(Work required): Write out all entries word for word.

(Provided material):
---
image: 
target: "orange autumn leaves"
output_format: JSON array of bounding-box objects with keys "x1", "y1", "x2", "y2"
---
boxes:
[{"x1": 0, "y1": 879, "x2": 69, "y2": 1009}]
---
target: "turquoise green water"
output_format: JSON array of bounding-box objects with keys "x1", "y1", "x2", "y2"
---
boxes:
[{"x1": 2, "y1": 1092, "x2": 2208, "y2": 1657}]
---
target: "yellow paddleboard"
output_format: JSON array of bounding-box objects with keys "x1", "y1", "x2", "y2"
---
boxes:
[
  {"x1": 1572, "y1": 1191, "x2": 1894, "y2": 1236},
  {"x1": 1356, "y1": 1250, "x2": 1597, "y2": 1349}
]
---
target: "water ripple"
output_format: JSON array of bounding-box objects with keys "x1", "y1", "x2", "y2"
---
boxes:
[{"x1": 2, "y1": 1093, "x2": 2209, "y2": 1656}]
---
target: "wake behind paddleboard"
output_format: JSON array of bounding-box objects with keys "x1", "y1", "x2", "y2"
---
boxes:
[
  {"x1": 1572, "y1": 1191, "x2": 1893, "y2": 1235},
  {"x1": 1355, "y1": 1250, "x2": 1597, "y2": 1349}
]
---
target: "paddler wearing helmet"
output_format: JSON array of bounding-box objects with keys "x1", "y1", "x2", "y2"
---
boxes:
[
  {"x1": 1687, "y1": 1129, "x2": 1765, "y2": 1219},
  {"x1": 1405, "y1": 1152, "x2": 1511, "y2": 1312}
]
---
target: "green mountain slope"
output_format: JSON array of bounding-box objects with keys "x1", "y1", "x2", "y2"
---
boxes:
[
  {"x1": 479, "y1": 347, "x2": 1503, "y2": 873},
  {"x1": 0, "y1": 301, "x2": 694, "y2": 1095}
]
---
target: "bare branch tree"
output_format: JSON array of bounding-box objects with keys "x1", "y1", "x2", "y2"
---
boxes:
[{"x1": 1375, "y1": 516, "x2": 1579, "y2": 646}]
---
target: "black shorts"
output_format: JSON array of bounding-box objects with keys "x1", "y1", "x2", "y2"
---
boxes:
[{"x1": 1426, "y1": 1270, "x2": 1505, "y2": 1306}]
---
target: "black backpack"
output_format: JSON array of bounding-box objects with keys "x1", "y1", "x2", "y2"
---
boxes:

(Exercise result):
---
image: 
target: "orange autumn leaves"
output_format: JSON array of bounding-box objects with keys "x1", "y1", "x2", "y2"
---
boxes:
[{"x1": 0, "y1": 879, "x2": 69, "y2": 1009}]
---
target: "turquoise green water"
output_format: JSON array of bounding-box objects with keys "x1", "y1", "x2", "y2"
---
boxes:
[{"x1": 2, "y1": 1092, "x2": 2208, "y2": 1657}]
---
target: "yellow paddleboard"
output_format: JSON array of bounding-box objects with keys "x1", "y1", "x2", "y2"
---
boxes:
[
  {"x1": 1572, "y1": 1191, "x2": 1894, "y2": 1236},
  {"x1": 1356, "y1": 1250, "x2": 1597, "y2": 1349}
]
---
target: "water ripple"
output_format: JSON array of bounding-box objects with keys "x1", "y1", "x2", "y2"
---
boxes:
[{"x1": 2, "y1": 1093, "x2": 2209, "y2": 1656}]
---
target: "wake behind paddleboard"
output_format: JSON array of bounding-box objects with keys "x1", "y1", "x2", "y2"
---
boxes:
[
  {"x1": 1572, "y1": 1191, "x2": 1893, "y2": 1235},
  {"x1": 1355, "y1": 1250, "x2": 1597, "y2": 1349}
]
---
target: "paddler wearing helmet"
output_format: JSON array of bounding-box objects with keys "x1", "y1", "x2", "y2"
---
boxes:
[
  {"x1": 1687, "y1": 1129, "x2": 1765, "y2": 1219},
  {"x1": 1405, "y1": 1152, "x2": 1511, "y2": 1312}
]
---
target: "green mountain slope"
output_format: JSON array of bounding-box objects with keys "x1", "y1", "x2", "y2"
---
boxes:
[
  {"x1": 479, "y1": 347, "x2": 1503, "y2": 873},
  {"x1": 0, "y1": 301, "x2": 694, "y2": 1095}
]
---
target: "bare branch tree"
output_format: JSON array of bounding-box objects with keys "x1", "y1", "x2", "y2"
---
boxes:
[{"x1": 1375, "y1": 516, "x2": 1579, "y2": 646}]
---
target: "black shorts"
output_format: JSON array of bounding-box objects with keys "x1", "y1", "x2", "y2"
---
boxes:
[{"x1": 1426, "y1": 1270, "x2": 1505, "y2": 1306}]
---
target: "black backpack"
output_format: JSON array of bounding-box objects with keys "x1", "y1", "x2", "y2"
---
boxes:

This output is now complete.